### WHAT IS ASKED
Copy all the items below word for word, but leave out the pictures.

### DATA TO PROCESS
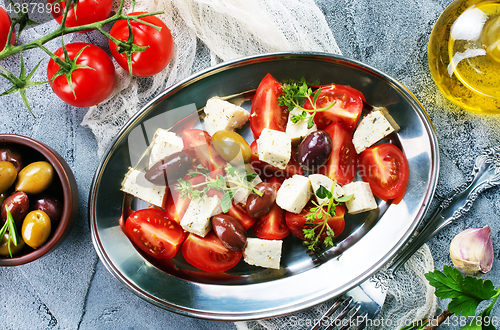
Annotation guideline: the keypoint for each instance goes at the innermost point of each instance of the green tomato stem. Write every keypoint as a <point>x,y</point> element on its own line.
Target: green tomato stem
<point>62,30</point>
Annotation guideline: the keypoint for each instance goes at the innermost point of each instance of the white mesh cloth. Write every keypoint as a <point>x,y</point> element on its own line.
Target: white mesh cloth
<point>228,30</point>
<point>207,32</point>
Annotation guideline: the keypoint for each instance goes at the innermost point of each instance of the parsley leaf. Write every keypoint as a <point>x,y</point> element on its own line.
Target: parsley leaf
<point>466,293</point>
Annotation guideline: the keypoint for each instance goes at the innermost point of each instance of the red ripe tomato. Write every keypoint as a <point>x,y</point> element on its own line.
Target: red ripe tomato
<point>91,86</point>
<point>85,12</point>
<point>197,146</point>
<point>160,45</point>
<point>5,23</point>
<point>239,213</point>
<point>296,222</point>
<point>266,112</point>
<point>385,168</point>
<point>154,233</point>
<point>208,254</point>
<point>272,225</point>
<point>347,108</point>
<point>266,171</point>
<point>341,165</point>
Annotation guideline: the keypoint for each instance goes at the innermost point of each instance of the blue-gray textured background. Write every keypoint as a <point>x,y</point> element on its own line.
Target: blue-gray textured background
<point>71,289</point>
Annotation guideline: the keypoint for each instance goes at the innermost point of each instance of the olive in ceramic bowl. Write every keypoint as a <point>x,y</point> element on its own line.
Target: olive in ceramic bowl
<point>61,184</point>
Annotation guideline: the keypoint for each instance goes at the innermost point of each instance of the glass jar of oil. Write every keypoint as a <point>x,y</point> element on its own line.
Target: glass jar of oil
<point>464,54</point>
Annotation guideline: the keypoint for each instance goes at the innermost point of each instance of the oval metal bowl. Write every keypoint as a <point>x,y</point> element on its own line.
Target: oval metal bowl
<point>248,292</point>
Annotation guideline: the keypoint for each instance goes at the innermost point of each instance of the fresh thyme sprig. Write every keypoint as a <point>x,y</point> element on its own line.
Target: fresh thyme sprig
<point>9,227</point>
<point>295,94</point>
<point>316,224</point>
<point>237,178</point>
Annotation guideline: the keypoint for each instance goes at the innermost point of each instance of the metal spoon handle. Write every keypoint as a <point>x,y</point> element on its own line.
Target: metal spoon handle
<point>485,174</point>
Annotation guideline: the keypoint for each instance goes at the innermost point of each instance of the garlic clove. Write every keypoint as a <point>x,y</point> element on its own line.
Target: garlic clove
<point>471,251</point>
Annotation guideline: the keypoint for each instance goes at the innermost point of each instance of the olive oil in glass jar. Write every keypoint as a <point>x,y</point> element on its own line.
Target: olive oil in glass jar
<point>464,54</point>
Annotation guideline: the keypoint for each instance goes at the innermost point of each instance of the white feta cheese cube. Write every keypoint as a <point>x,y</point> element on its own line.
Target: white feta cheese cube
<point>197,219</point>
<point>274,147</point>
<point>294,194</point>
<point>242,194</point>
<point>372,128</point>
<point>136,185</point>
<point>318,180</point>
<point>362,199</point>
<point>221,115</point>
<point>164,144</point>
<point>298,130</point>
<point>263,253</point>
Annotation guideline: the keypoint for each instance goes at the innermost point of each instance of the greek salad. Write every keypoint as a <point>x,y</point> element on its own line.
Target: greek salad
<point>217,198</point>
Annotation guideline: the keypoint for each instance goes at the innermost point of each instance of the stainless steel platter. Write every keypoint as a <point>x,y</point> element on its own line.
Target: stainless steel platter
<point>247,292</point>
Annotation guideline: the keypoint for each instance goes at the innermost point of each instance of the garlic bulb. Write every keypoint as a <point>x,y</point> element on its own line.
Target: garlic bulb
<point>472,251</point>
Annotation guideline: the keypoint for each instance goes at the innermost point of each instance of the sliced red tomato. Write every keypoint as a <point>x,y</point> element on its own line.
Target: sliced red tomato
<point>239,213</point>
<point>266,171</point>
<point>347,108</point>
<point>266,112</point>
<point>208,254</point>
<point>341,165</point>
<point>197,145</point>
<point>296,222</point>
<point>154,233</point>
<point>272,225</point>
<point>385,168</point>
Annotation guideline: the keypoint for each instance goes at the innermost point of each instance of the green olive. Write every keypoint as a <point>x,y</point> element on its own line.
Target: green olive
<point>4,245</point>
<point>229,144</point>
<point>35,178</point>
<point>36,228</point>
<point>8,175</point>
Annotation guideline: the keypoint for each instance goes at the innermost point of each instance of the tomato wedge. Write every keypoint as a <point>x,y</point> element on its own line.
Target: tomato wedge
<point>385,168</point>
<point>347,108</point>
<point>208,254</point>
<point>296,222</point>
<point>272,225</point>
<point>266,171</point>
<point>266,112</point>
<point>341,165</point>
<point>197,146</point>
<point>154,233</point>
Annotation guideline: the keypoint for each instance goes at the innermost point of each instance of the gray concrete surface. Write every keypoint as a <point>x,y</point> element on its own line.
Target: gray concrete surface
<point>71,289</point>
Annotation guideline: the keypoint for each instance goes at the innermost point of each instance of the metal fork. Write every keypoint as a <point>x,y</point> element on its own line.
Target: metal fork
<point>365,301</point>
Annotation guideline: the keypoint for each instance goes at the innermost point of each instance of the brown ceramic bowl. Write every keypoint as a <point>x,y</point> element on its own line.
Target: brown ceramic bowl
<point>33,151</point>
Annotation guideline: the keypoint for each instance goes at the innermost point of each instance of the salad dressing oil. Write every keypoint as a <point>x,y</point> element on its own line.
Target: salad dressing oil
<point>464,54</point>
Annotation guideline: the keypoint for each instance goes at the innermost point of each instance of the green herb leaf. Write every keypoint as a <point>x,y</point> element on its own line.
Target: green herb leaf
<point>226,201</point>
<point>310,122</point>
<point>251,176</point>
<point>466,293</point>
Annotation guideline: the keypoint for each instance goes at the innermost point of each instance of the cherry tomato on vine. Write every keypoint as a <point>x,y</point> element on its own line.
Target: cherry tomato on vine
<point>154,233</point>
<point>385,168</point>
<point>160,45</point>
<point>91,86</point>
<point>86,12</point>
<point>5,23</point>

### EXPECTED ANSWER
Annotation guideline: the keypoint for each instance goes at the innermost point of each instance of the green tomato stem. Write every keypoint as a <point>x,y</point> element on its own line.
Target: green tomato stem
<point>62,30</point>
Annotation guideline: the keypoint for each instance goes at the innermost point of each instance of the white mesh cloth. Write every keypoint as a <point>x,y</point> element on its own line.
Target: white mesh cloth
<point>228,30</point>
<point>207,32</point>
Annotation guideline: the keypoint for each instance goes at the innermost point of each instance of the parsley leaf. Write every keypoint as a <point>x,y</point> element on its own line.
Target: parsley leaf
<point>466,293</point>
Annotation guideline: the keypoint for each instance goes at the innermost point of each instance of the red ripe tomato. Write every keypoint as a <point>x,y</point> element on its own line.
Target: red ripe tomato
<point>91,86</point>
<point>85,12</point>
<point>197,146</point>
<point>160,45</point>
<point>5,23</point>
<point>239,213</point>
<point>296,222</point>
<point>266,112</point>
<point>385,168</point>
<point>154,233</point>
<point>208,254</point>
<point>272,225</point>
<point>347,108</point>
<point>266,171</point>
<point>341,165</point>
Annotation guideline: the keypoint for each instance goes at the innermost point of each instance of the blue-gray textured background. Write every keypoint as a <point>x,y</point> element on its own line.
Target: blue-gray textured background
<point>71,289</point>
Annotation guideline: the keypoint for each instance goes at the innermost point of each instance of the olive in ceramic bowl. Write every keypoint as a <point>x,y</point> element on its own line.
Target: olive in ceramic bowl
<point>61,184</point>
Annotation guideline: the keypoint for each instance goes at the innermost point of each instance of the glass jar of oil. Write every keypoint as a <point>x,y</point> element on its own line.
Target: glass jar of oil
<point>464,54</point>
Annotation guideline: the keypoint for each instance goes at the innermost point of each instance of the oval metal bowl. Write every keypoint as a <point>x,y</point> element on its own line.
Target: oval metal bowl
<point>248,292</point>
Annotation guideline: the keypoint for each instance goes at the innermost point of each instance of the fresh thyme sprig. Write every keypoint as a <point>x,y</point> element on its own line.
Target: fresh thyme sprig
<point>9,227</point>
<point>295,94</point>
<point>316,224</point>
<point>237,178</point>
Annotation guideline: the keypoint for each instance goes at the innermost point of each instance of the metal spoon handle. Write every keypoint as a <point>x,y</point> element on its own line.
Target: metal spoon handle
<point>485,174</point>
Annotation guideline: the keypoint for each instance goes at the innermost point of each instance of the garlic clove. Write every keypoint as a <point>x,y</point> element on its own line.
Target: garlic clove
<point>471,251</point>
Annotation guideline: the keypoint for each instance goes at the innermost point of each instance of the olive oil in glass jar. Write every keypoint as a <point>x,y</point> element on its own line.
Target: olive oil in glass jar
<point>464,54</point>
Annotation guideline: the keypoint for each instance goes at the innermost point of each instance of the white feta cheese cube. Write every keypoint as a <point>x,y</point> element on its own line.
Target: white feta cheese cube
<point>197,219</point>
<point>274,147</point>
<point>294,194</point>
<point>242,194</point>
<point>372,128</point>
<point>136,185</point>
<point>318,180</point>
<point>362,199</point>
<point>221,115</point>
<point>164,144</point>
<point>298,130</point>
<point>263,253</point>
Annotation guideline: the keypoint for each instance goes at the innermost point of each instance of the greek salad. Write every keypoint as a <point>x,y</point> element on its own line.
Target: greek salad
<point>217,198</point>
Annotation guideline: the keypoint for each instance goes at the innermost point of each instance of the stainless steel platter. Write every keypoint as a <point>x,y</point> element on its own line.
Target: stainless steel platter
<point>247,292</point>
Annotation guideline: the keypoint for each instance goes at the innermost point of each instance of the garlic bulb. Write every keypoint as a <point>x,y</point> element on its own line.
Target: garlic bulb
<point>472,251</point>
Annotation guideline: the keypoint for each instance goes at the innermost point of each instance of the sliced red tomato. Write every keypoint as a <point>x,y</point> element on its own line.
Target: sliced red tomato
<point>239,213</point>
<point>266,171</point>
<point>347,108</point>
<point>266,112</point>
<point>208,254</point>
<point>341,165</point>
<point>197,145</point>
<point>296,222</point>
<point>154,233</point>
<point>272,225</point>
<point>385,168</point>
Annotation guideline: the keypoint for each instance goes at the innermost point of each instance of the green olive. Write every keypoint as a <point>x,y</point> element on its own line.
Target: green olive
<point>4,245</point>
<point>229,144</point>
<point>35,178</point>
<point>36,228</point>
<point>8,175</point>
Annotation guideline: the keypoint for each instance goes at the innermost point of each instance of the tomato wedge. Write every keypoint as a <point>x,y</point> element on its own line.
Target: tomato wedge
<point>385,168</point>
<point>347,108</point>
<point>208,254</point>
<point>296,222</point>
<point>272,225</point>
<point>266,171</point>
<point>266,112</point>
<point>341,165</point>
<point>197,146</point>
<point>154,233</point>
Annotation guideline: the keypoint for each instance goes at the innermost point of each instance of the gray concrete surface. Write every keypoint as a <point>x,y</point> element on its own line.
Target: gray concrete surface
<point>71,289</point>
Annotation guideline: the keypoint for each instance goes at the innermost point of each instance of the metal fork. Write every keypoint as a <point>x,y</point> element on its own line.
Target: metal fork
<point>365,301</point>
Annotation guideline: the keypoint for each instance goes at the innermost point of each instance of the brown ceramic bowl. Write every keypoint as a <point>x,y</point> element on its own line.
Target: brown ceramic bowl
<point>33,151</point>
Annotation guideline: the keypoint for each instance goes at the innermost point of each instance of the salad dressing oil. Write every keypoint as a <point>x,y</point> element on its own line.
Target: salad dressing oil
<point>464,54</point>
Annotation guideline: the keypoint for each instance goes at the innermost point of each instance of the green herb leaf. Write every keypoint as a <point>x,y</point> element on its own line.
Target: green herb leaf
<point>226,201</point>
<point>310,122</point>
<point>251,176</point>
<point>466,293</point>
Annotation guideline: the keypoint for each instance goes at the innermost point of each instance of the cherry tomato on vine. Write every keypoint as a <point>x,y</point> element on its own line.
Target: cherry tomato on vine
<point>154,233</point>
<point>385,168</point>
<point>160,45</point>
<point>91,86</point>
<point>86,12</point>
<point>5,23</point>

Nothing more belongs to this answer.